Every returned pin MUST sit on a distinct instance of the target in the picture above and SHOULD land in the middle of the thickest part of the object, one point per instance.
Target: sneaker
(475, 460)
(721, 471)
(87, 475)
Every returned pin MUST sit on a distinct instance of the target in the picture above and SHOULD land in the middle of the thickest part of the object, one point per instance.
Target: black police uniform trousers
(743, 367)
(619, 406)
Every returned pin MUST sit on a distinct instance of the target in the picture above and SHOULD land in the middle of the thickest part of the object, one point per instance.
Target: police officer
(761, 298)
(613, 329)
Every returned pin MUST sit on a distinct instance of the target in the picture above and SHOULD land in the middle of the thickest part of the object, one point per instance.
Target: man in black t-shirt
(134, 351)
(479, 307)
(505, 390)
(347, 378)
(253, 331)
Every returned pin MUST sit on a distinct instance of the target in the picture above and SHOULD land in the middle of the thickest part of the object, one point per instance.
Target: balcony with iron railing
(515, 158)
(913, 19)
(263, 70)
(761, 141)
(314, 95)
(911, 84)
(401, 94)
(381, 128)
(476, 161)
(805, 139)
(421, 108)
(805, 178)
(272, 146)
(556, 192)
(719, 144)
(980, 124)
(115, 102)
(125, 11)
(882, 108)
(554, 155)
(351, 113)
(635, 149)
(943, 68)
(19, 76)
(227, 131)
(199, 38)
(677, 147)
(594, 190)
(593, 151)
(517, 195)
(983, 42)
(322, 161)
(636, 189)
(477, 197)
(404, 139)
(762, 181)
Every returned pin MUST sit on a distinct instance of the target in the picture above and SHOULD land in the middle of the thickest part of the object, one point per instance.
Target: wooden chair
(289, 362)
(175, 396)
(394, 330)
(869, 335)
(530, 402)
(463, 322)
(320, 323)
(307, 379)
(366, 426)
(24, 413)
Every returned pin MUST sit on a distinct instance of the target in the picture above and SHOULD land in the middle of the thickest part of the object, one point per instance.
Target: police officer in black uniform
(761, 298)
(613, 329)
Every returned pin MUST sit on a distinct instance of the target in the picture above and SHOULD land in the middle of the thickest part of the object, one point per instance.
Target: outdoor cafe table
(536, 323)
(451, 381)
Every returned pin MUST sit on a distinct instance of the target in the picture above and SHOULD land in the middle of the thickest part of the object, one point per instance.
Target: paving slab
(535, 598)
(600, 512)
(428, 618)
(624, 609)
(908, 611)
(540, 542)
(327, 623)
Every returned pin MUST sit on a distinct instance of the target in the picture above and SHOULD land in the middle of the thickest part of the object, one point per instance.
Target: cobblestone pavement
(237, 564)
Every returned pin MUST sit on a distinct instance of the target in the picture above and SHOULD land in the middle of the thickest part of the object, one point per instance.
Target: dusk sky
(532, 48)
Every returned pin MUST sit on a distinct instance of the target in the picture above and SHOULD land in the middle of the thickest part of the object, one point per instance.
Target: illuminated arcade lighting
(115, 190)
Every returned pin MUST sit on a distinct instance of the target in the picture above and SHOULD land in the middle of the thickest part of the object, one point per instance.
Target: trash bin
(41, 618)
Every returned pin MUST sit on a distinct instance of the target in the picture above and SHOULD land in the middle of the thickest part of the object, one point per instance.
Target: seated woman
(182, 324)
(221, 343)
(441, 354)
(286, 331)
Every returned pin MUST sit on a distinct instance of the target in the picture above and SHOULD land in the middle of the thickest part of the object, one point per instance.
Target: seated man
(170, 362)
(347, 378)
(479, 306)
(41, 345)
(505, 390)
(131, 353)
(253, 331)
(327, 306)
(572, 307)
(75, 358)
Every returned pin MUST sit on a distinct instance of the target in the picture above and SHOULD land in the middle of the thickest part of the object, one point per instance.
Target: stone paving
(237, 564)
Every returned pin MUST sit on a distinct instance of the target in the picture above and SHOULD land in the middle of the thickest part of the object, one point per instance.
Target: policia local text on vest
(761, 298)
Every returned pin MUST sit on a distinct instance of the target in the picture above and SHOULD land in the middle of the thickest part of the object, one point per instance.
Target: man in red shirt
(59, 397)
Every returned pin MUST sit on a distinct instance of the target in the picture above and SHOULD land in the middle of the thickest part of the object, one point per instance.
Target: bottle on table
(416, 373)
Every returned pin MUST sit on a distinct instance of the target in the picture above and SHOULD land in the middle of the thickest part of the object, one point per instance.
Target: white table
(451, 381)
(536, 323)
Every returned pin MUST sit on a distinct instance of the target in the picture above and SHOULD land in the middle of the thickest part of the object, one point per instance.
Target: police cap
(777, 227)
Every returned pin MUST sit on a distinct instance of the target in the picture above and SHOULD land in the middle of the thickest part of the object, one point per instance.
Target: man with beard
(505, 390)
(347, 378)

■ ■ ■

- [Brief]: From the line containing "Target: white table" to the last line of the records above, please write out every line exactly and add nothing.

- [Result]:
Target: white table
(451, 381)
(536, 323)
Every returned pin MUST sit on a distinct instance of the target in the picture above and SHOULD land in the middle of the thickest part of the object, one point per instance.
Target: police cap
(777, 227)
Every returned pin MUST sit on a distinct instance of the target in the picture above and SHOULD land in the middle of the thickest part of the object, one point per instance.
Target: man with beard
(505, 390)
(347, 378)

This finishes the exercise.